■ GIVEN PASSAGE ■

The Result Moving to a shared cache reduced outgoing API calls from 20 to 4 per request. We successfully increased our throughput capacity by 400%.

However, even with this gain, we hit a hard ceiling. During the next load test, the CPU still spiked to 100%, and the application froze. We had solved the volume, but not the behavior.

Decision 2: The “Undici Trap” & The Event Loop Jam

This phase uncovered a dangerous behavior in the Node.js ecosystem.

The Technical Deep Dive We discovered a critical configuration issue with Undici (Node.js’s native fetch implementation).

In most browsers and standard Node.js configurations, HTTP requests have a default timeout of around 300 seconds (5 minutes). However, Undici does not enforce a default timeout by default. It will wait indefinitely.

■ GIVEN DATA ■

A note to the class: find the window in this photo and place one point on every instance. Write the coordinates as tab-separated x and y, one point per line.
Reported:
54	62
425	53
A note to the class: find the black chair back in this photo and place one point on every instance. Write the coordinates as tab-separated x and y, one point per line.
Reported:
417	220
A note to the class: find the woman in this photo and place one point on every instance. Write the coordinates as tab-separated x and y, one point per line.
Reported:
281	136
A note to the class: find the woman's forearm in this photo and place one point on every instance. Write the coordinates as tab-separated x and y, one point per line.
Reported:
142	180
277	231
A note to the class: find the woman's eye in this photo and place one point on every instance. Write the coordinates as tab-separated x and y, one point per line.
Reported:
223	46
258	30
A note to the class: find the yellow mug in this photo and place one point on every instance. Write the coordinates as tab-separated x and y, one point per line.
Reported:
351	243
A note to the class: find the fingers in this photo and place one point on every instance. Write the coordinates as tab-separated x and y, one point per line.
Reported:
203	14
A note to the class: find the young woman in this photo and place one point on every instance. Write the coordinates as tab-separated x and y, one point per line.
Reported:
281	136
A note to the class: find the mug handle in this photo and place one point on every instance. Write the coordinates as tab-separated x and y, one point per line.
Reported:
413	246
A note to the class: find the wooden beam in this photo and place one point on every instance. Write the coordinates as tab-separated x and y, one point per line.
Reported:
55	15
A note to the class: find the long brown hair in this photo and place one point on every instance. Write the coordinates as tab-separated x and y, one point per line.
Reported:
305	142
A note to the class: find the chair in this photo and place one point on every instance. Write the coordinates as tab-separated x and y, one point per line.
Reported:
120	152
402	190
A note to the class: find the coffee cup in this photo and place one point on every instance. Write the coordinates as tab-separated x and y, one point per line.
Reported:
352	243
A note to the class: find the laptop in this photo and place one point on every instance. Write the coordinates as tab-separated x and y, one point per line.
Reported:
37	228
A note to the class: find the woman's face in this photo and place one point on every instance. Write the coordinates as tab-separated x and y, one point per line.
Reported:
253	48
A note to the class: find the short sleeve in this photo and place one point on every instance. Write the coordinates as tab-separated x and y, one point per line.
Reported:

■ CHECK YOUR UNDERSTANDING ■
a) Decide whether each statement agrees with the passage on the Undici timeout problem. Answer yes or no and quote the words that settle it: (i) the shared cache cut outgoing API calls per request from 20 to 4; (ii) after the cache change, the CPU stayed below full load during the next load test; (iii) Undici applies a default timeout of about 300 seconds.
b) Carry the passage on the Undici timeout problem forward from its last sentence.

■ EXERCISE RESULTS ■
a)
(i) Yes: "Moving to a shared cache reduced outgoing API calls from 20 to 4 per request."
(ii) No: "During the next load test, the CPU still spiked to 100%, and the application froze."
(iii) No: "However, Undici does not enforce a default timeout by default. It will wait indefinitely."

b)
The Failure Mode During an attack, our downstream APIs are under heavy load and slow down. A response that usually takes 10ms might take 10 seconds or longer.

The Queue: Node.js processes keep connections open, waiting for data. Thousands of requests sit pending in the Event Loop’s queue.
The Thundering Herd: When these connections finally resolve (or hit the system limit), they all flood the main thread simultaneously.
The Processing Spike: The single thread must process thousands of errors and attempt to render HTML for the waiting requests.

“Death by Processing” This massive burst of CPU activity locks the Event Loop completely. While the loop is busy clearing this backlog, Kubernetes pings the /healthz endpoint. Because Node.js is too busy to answer, Kubernetes marks the pod as unhealthy and kills it.

We were not crashing because of code errors. We were crashing because we allowed our backlog to grow larger than our CPU could handle.

Engineering Resilience: The Solution

To survive, we changed our strategy. We stopped trying to serve every request perfectly and focused on protecting the platform’s integrity.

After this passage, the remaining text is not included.